(Beginning of Document extract)

The work of the Sisters of the Sacred Advent (SSA) began in Brisbane in 1892 with the arrival of its founder, Sister Caroline Amy Balguy, who had been professed in the Anglican community of John the Baptist, Clewer, England. She came to Brisbane to do welfare work for the young women and girls, and soon also realised there was a need for schooling for girls, noting that in order to “have a progressive and tolerant community, educated women are a pre-requisite”.
Education in Queensland in the nineteenth century was a two-tier system, with schools run by government and by the churches. By 1860, the first Anglican Archbishop, Dr Tufnell, had arrived in time to observe the abolition of financial aid to church schools and restricted religious education in state schools. The church’s response was to establish a network of church schools throughout the Diocese. Canon Stone Wigg in 1895 clearly defined the church’s attitude: “While most anxious to extend the schools, we are determined not to open them unless the teaching offered is of the very best.”
The Sisters’ educational philosophy, based on religious principles and never narrowly academic, also actively sought to educate “the whole personality, physical, mental and spiritual that the girls may live to their fullest capacity”.

(End of Document extract)
(Beginning of Given data)

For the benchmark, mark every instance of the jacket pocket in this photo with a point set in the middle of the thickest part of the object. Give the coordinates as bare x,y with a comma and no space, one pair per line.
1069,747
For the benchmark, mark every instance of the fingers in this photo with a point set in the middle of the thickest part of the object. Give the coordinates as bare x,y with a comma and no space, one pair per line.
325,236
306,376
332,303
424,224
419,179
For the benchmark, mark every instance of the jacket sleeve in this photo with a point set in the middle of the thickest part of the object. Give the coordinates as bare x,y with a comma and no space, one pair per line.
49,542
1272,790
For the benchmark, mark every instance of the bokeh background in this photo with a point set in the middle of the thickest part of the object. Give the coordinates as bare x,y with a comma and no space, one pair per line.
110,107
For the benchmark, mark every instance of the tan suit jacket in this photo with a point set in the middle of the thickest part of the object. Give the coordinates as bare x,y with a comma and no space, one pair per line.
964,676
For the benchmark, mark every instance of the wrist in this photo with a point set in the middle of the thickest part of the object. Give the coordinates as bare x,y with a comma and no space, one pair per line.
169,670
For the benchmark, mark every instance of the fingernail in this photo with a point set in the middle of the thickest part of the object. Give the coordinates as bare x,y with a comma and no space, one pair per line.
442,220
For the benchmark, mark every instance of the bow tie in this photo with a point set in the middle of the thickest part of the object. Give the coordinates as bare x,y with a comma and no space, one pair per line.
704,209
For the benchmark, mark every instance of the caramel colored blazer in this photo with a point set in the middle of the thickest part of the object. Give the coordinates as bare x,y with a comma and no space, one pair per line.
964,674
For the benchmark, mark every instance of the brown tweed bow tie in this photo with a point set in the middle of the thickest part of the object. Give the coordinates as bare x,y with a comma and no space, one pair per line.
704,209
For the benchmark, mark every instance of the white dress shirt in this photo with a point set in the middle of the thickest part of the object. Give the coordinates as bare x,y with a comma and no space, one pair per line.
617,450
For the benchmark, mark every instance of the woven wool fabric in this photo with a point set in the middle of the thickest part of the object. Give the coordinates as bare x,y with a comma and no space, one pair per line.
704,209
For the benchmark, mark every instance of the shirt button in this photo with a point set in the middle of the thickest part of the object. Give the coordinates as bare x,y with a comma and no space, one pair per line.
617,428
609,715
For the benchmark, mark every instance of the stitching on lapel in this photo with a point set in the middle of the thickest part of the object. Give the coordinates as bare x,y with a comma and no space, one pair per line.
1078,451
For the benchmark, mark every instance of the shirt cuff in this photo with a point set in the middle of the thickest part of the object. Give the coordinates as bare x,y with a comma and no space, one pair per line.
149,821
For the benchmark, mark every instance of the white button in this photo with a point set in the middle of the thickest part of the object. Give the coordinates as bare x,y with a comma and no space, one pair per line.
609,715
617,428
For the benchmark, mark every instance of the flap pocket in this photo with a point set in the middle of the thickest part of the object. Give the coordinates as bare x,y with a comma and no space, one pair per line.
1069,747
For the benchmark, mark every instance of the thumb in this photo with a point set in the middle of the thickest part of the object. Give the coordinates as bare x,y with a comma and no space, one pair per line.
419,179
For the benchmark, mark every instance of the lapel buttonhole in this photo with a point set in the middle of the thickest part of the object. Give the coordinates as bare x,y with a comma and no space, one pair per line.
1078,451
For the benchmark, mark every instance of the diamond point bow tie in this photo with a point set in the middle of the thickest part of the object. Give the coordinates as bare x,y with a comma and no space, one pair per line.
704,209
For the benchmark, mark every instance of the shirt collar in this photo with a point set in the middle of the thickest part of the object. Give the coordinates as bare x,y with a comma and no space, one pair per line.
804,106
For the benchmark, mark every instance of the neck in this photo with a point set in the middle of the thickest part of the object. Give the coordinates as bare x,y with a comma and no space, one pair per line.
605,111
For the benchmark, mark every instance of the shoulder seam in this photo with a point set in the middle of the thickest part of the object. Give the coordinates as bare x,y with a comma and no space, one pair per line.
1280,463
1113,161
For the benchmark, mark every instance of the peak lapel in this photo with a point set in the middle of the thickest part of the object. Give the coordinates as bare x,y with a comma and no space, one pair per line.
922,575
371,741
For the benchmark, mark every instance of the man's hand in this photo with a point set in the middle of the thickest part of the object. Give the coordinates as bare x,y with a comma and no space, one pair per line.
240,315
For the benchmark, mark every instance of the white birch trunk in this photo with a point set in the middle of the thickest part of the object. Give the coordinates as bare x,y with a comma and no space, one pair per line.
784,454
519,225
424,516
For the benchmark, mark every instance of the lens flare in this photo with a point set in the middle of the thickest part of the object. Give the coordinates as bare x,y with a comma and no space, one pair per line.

(End of Given data)

* _Problems and tasks_
(1) In the passage on the Sisters of the Sacred Advent, where had Sister Caroline Amy Balguy been professed?
(2) Proceed with the passage on the Sisters of the Sacred Advent, picking up right after its final sentence.

* _Answers provided_
(1) In the Anglican community of John the Baptist, Clewer, England.

(2)
This philosophy informed each of the SSA schools: St Margaret’s (established in 1895) and St Aidan’s (established in 1929), both which remain SSA schools.
The Sisters also established St Michael’s in Brisbane, St Catherine’s in Warwick, St Anne’s in Townsville, St Gabriel’s in Charters Towers, St Mary’s in Herberton and All Saints Hostel in Charleville, together with Tufnell Home for Children and St Martin’s Hospital.
The Society of the Sacred Advent believes that one of the best gifts that we as a society can give young women for an empowered future that contributes to the common good is an education. This enduring educational vision is as true now as it was in the early 1900s.